TRECHO DO DOCUMENTO.
··········

Foi assim que surgiu o Sr. José Inaldo, com meia dúzia de laudas desconcertadas, contestando aqui, aceitando acolá, sofismando adiante e mistificando quando lhe aprouve, para finalmente concluir por uma ansiedade, um nervosismo febril e esclerótico, uma preocupação aflita em quatrocentar.
Em última análise, seu artigo não alterou o quadro que aqui. Em tese, tudo foi aceito. E o articulista, que tem bons livros em casa, contestou mais o autor do que a obra. Assim sendo, não pretendíamos a tréplica, a que ele imediatamente também resignou. Mas, considerando que muitas de suas afirmações saíram de uma cartolinha mandrakiana que os historiadores não usam, somos forçados, por uma questão de respeito ao leitor (que não gosta de ser enrolado), a rebater nesta tecla.
O que afirmamos em nosso artigo? Que nenhum historiador considerou o 22 de novembro como data de fundação da cidade: eles não estavam preocupados em quatrocentar; que a cidade é uma entidade jurídica, bem diferente de uma simples sesmaria; que a data do ato edílico que instituiu uma cidade pode ser considerada como de sua fundação; que não há quarto centenário a comemorar-se em 1973; que os famosos combates de 1568 foram travados no Rio de Janeiro; que pelo menos 12 pessoas foram galardoadas com sesmarias, antes de Arariboia; que a primitiva capela de São Lourenço (1570) ficava no Rio de Janeiro; que o padre Gonçalo de Oliveira não podia dar assistência à Aldeia de São Lourenço depois de 1574; que os verdadeiros núcleos de civilização, em Niterói, foram engenhos e fazendas florescentes no século XVIII; que o brilho e a grandeza de São Lourenço são fantasiosos; que a estátua de Arariboia está no lugar errado.

··········

LINHAS FORNECIDAS.
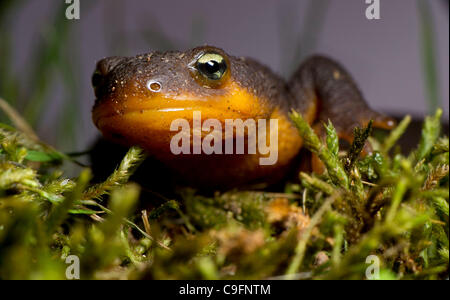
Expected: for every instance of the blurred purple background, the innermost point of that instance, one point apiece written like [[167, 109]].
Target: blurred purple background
[[383, 55]]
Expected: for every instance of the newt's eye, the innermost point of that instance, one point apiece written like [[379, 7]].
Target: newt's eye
[[213, 66], [96, 79]]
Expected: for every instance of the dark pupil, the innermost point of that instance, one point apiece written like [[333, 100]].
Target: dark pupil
[[212, 69]]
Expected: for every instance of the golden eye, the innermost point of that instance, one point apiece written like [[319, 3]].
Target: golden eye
[[211, 65]]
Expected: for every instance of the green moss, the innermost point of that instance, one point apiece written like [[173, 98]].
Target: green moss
[[322, 227]]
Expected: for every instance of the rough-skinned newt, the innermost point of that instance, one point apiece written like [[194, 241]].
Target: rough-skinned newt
[[137, 98]]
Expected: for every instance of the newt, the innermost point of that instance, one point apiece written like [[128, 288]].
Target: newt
[[138, 98]]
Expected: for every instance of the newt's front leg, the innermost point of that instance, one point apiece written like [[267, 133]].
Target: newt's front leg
[[323, 90]]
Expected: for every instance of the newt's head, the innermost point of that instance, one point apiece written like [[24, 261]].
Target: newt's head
[[139, 97]]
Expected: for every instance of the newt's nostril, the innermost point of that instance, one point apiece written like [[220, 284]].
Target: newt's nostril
[[154, 86]]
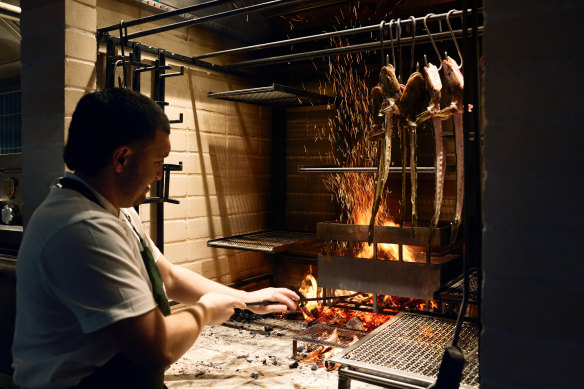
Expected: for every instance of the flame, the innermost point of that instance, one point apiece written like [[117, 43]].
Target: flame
[[309, 289]]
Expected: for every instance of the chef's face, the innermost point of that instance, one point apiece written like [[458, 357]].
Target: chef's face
[[144, 167]]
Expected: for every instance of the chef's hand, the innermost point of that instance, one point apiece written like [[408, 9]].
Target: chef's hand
[[286, 297], [219, 307]]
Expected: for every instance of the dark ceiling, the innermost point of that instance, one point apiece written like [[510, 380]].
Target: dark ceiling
[[294, 19]]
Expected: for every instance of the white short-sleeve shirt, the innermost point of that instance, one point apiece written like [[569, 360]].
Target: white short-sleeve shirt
[[79, 269]]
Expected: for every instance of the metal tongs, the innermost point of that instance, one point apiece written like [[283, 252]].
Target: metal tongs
[[302, 300]]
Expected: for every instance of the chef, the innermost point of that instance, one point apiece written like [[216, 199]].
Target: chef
[[92, 288]]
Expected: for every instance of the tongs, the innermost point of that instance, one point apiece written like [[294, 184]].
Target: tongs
[[302, 300]]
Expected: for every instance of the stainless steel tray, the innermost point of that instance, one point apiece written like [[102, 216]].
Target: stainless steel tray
[[271, 242]]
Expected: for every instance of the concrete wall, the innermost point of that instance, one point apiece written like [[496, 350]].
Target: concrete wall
[[224, 147], [532, 263], [225, 150]]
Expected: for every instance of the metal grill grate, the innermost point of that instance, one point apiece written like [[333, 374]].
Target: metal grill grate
[[267, 241], [329, 335], [275, 94], [412, 346]]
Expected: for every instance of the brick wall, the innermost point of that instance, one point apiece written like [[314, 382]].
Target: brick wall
[[58, 67], [225, 149], [307, 201], [532, 265]]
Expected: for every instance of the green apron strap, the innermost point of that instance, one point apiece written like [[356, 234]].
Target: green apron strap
[[153, 274]]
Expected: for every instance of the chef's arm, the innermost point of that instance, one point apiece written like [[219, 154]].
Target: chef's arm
[[186, 286], [156, 341]]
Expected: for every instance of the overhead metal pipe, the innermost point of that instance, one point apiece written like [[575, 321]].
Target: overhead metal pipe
[[185, 59], [337, 51], [350, 31], [163, 15], [220, 15], [9, 11]]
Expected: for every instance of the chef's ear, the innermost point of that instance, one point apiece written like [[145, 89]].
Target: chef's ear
[[120, 158]]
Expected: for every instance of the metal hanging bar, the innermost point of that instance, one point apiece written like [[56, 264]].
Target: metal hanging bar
[[164, 15], [180, 58], [350, 31], [292, 41], [220, 15], [335, 51]]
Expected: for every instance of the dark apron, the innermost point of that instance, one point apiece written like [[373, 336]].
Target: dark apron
[[120, 372]]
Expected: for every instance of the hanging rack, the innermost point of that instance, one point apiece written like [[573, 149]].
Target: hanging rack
[[309, 55]]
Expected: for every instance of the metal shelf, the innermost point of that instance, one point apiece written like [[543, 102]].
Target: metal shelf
[[275, 94], [271, 242], [453, 290]]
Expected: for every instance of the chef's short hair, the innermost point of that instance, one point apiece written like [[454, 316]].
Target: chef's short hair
[[106, 120]]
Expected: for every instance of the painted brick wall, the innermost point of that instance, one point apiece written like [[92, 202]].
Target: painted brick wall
[[58, 66], [532, 264], [225, 149]]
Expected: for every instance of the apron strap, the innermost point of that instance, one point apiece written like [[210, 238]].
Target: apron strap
[[121, 372], [147, 257]]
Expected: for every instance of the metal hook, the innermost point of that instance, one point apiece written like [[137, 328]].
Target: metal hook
[[399, 56], [432, 39], [381, 34], [413, 19], [391, 37], [453, 37]]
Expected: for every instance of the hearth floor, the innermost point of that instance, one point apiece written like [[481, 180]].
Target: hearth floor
[[234, 354]]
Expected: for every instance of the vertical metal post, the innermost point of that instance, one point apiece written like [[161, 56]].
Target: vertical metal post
[[278, 168], [110, 63], [158, 95], [137, 56]]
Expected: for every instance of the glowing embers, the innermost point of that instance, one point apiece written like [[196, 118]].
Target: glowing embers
[[409, 348]]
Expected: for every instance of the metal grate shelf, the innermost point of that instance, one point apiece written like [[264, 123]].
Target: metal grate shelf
[[453, 290], [275, 94], [329, 335], [271, 242], [409, 348]]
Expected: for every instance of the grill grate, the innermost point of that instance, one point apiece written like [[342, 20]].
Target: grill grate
[[329, 335], [412, 346], [266, 241], [275, 94]]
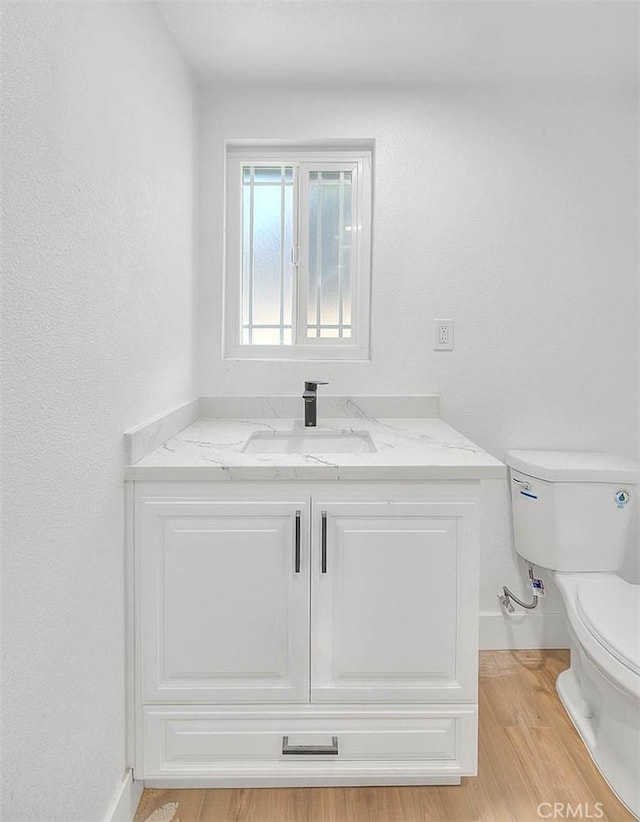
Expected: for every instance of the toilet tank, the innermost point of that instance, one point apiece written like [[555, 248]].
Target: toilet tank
[[572, 509]]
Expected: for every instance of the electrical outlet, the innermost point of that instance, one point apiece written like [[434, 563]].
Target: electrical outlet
[[443, 335]]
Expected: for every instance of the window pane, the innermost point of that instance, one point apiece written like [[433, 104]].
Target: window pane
[[330, 208], [267, 287]]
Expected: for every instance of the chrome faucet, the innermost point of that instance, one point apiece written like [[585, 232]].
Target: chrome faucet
[[310, 398]]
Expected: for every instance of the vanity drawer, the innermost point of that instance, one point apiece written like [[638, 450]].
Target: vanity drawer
[[232, 748]]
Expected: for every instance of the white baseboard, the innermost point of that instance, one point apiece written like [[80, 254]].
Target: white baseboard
[[125, 803], [500, 631]]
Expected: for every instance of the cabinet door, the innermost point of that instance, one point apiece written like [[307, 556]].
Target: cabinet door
[[394, 603], [222, 604]]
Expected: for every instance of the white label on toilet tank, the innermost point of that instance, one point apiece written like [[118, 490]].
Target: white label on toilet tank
[[622, 497]]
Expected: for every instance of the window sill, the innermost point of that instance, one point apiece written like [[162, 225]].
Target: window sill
[[298, 353]]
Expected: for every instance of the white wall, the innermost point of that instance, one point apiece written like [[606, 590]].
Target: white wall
[[98, 136], [513, 210]]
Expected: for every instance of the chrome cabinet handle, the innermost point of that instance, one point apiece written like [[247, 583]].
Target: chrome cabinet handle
[[312, 750], [297, 559], [324, 542]]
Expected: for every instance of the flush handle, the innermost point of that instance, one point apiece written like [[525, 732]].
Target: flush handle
[[526, 485]]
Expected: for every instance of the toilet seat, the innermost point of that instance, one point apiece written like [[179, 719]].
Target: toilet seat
[[596, 624], [610, 610]]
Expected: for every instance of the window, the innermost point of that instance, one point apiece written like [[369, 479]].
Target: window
[[298, 251]]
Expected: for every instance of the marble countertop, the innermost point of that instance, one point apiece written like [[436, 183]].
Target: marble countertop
[[424, 448]]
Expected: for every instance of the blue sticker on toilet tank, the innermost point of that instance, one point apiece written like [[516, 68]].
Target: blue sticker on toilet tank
[[622, 497]]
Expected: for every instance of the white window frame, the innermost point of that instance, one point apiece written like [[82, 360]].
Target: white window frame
[[354, 156]]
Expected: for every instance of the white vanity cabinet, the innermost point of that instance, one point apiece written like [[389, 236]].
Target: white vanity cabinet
[[305, 633]]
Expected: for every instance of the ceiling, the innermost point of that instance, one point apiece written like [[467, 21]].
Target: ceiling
[[405, 42]]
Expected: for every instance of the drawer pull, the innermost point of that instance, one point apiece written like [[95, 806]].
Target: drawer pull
[[297, 557], [324, 542], [309, 749]]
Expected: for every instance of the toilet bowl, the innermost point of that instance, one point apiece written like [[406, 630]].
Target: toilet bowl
[[601, 689], [571, 514]]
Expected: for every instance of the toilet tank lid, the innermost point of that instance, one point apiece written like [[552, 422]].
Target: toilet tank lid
[[575, 466]]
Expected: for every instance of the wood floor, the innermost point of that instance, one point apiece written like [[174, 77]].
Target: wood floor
[[529, 754]]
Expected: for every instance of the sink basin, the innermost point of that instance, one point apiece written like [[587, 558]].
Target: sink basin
[[307, 442]]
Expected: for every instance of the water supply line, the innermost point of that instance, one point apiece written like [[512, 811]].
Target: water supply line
[[537, 586]]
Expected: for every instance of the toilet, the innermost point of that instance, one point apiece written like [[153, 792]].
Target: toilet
[[571, 515]]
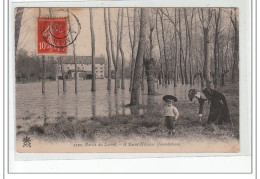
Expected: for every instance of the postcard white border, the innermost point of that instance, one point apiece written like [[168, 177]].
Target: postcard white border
[[245, 88]]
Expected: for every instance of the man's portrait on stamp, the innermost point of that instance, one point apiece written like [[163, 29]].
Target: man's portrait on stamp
[[127, 80]]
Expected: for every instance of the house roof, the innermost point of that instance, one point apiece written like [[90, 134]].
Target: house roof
[[82, 60]]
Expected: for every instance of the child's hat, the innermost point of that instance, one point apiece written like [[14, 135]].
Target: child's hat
[[167, 98]]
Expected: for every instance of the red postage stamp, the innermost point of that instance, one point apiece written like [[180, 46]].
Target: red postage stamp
[[52, 35]]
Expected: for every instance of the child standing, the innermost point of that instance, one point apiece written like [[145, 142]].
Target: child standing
[[171, 115]]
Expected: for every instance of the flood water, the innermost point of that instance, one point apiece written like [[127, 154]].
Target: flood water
[[31, 102]]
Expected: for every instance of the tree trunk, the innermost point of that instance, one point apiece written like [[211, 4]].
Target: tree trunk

··········

TAREFAS.
A. De acordo com o trecho do documento, onde foram travados os famosos combates de 1568?
B. Copie novamente das linhas fornecidas tudo desde a linha que contém "Expected: for every instance of the glowing" até a linha que contém "[[453, 290], [275, 94], [329, 335], [271, 242], [409, 348]]".

RESPOSTAS DO EXERCÍCIO.
A. No Rio de Janeiro.

B.
Expected: for every instance of the glowing embers, the innermost point of that instance, one point apiece written like [[196, 118]].
Target: glowing embers
[[409, 348]]
Expected: for every instance of the metal grate shelf, the innermost point of that instance, one point apiece written like [[264, 123]].
Target: metal grate shelf
[[453, 290], [275, 94], [329, 335], [271, 242], [409, 348]]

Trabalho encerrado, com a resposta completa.